◆ SOURCE PASSAGE ◆
________
# [EVDL] Pid for a heater control?



## EVDL List (Jul 27, 2007)

I plan on doing the same thing. I figure if I maintain 160-180 F in 
the can, it should work fine. I plan on using a 230V, 1 phase 4 kW 
heater element. My pack voltage is 205V.



> chris stephens wrote:
> 
> >
> >
> ...


----------



## EVDL List (Jul 27, 2007)

> chris stephens wrote:
> > Has anyone tried using an industrial PID and SSR relay as a controller for
> > an electric heater? Ebay has boat loads of em between $30 and $200.
> >
> ...


----------



## EVDL List (Jul 27, 2007)

I just wanted to point out that MES sorted out these issues in their 
constant power DC fed EV heaters without mechanical relays inside. They 
cost what they cost for the reasons you describe, but people 
fundamentally see the heater as nothing more than just submerged in 
water heating element they have to turn on and off by something to 
maintain water temperature. I wish it was that simple, bit it's not.

This is not to promote the product I carry, this is just to say that 
designing a good reliable and save water heater is not as trivial as
may seem. These heaters have flow rate detectors, consider temp raise 
gradient, and whole bunch of safety checks. Made to OEM standards,
which hobbyists of course largely ignore as overkill, but the
point remains - while not rocket science, such heater it is not that 
simple to design and make right without good forethought and experience.

Victor



> Lee Hart wrote:
> > chris stephens wrote:
> >> Has anyone tried using an industrial PID and SSR relay as a controller for
> >> an electric heater? Ebay has boat loads of em between $30 and $200.
________
◆ RECORDED INFORMATION ◆
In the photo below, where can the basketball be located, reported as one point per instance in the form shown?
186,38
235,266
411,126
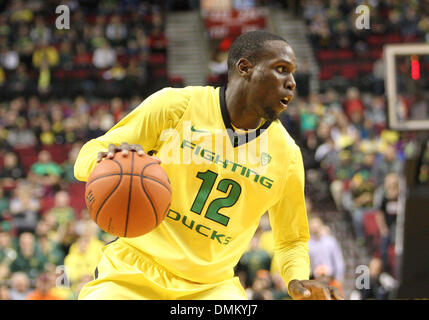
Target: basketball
128,196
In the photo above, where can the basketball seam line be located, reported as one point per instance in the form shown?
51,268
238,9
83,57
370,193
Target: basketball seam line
129,195
114,189
148,196
130,174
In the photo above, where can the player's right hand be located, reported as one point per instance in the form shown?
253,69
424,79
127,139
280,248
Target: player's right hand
124,148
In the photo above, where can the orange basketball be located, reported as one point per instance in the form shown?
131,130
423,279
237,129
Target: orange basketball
128,196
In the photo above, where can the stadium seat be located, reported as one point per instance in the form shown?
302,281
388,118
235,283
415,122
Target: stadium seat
27,156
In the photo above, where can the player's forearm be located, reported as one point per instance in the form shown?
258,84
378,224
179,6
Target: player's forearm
293,260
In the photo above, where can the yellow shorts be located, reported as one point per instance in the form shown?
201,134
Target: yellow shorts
123,273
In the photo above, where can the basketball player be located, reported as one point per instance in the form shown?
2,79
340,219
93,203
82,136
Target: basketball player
216,203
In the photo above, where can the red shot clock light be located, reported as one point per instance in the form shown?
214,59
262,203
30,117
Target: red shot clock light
415,67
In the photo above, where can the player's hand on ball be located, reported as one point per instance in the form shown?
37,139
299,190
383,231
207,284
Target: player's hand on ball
312,290
124,148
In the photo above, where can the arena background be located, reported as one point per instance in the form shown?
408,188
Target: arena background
70,69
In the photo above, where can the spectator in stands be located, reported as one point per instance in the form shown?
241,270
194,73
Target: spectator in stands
9,58
4,204
44,288
157,41
116,31
7,250
66,55
46,135
341,173
45,52
325,251
82,57
254,259
68,165
20,286
19,82
84,254
386,216
381,284
62,211
324,274
104,56
45,172
24,207
409,22
21,136
29,258
353,102
49,246
388,163
44,80
11,172
261,286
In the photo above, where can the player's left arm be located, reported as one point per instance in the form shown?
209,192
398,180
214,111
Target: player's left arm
288,219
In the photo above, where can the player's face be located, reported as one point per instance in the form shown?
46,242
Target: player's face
________
◆ DIRECTION ◆
Extract from the EV heater thread the passage starting at "This is not" and ending at "forethought and experience.". Work only from the EV heater thread, not from the material.

◆ TASK RESULT ◆
This is not to promote the product I carry, this is just to say that 
designing a good reliable and save water heater is not as trivial as
may seem. These heaters have flow rate detectors, consider temp raise 
gradient, and whole bunch of safety checks. Made to OEM standards,
which hobbyists of course largely ignore as overkill, but the
point remains - while not rocket science, such heater it is not that 
simple to design and make right without good forethought and experience.